Excerpt
● ● ● ● ●
Bone is constantly remodeled at the small scale, created by cells called osteoblasts and destroyed by cells called osteoclasts. One of the proximate causes of osteoporosis, age-related loss of bone mass and strength, is a growing imbalance between these two cell populations. Any of a range of approaches that can tilt the balance back towards osteoblasts and bone creation is likely to slow skeletal degeneration, and that is demonstrated in mice in the study linked here. As a matter of interest note that this particular approach is the exact opposite of that used in the first senolytic drugs: inhibiting cell self-destruction rather than encouraging it via the same target of Bcl2 proteins.
The Bcl2 family proteins, Bcl2 and BclXL, suppress apoptosis by preventing the release of caspase activators from mitochondria through the inhibition of Bax subfamily proteins. We reported that BCL2 overexpression in osteoblasts increased osteoblast proliferation, failed to reduce osteoblast apoptosis, inhibited osteoblast maturation, and reduced the number of osteocyte processes, leading to massive osteocyte death. We generated BCLXL transgenic mice using the same promoter in order to investigate BCLXL functions in bone development and maintenance.
Bone mineral density in the trabecular bone of femurs was increased, whereas that in the cortical bone was similar to that in wild-type mice. Osteocyte process formation was unaffected and bone structures were similar to those in wild-type mice. A micro-CT analysis showed that trabecular bone volume in femurs and vertebrae and the cortical thickness of femurs were increased. Analysis revealed that the mineralizing surface was larger in trabecular bone, while the bone formation rate was increased in cortical bone. The three-point bending test indicated that femurs were stronger in BCLXL transgenic mice than in wild-type mice.
The frequency of TUNEL-positive primary osteoblasts was lower in BCLXL transgenic mice than in wild-type mice during cultivation, and osteoblast differentiation was enhanced, but depended on cell density, indicating that enhanced differentiation was mainly due to reduced apoptosis. Increased trabecular and cortical bone volumes were maintained during aging in male and female mice. These results indicate that BCLXL overexpression in osteoblasts increased the trabecular and cortical bone volumes with normal structures and maintained them majorly by preventing osteoblast apoptosis, implicating BCLXL as a therapeutic target of osteoporosis.
● ● ● ● ●
Check your understanding
1. Translate this sentence from the passage on BCLXL in bone into Spanish: "Osteocyte process formation was unaffected and bone structures were similar to those in wild-type mice."
2. Answer these from the passage on BCLXL in bone:
(a) Which cells destroy bone?
(b) Which test indicated that femurs were stronger in BCLXL transgenic mice?
(c) In which mice were the increased trabecular and cortical bone volumes maintained during aging?
The material is not needed for any of this work.

Source material
● ● ● ● ●
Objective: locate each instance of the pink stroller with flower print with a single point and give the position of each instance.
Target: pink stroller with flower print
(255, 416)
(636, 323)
● ● ● ● ●
Expected responses
1. La formación de prolongaciones de los osteocitos no se vio afectada y las estructuras óseas fueron similares a las de los ratones de tipo silvestre.

2.
(a) Osteoclasts.
(b) The three-point bending test.
(c) In male and female mice.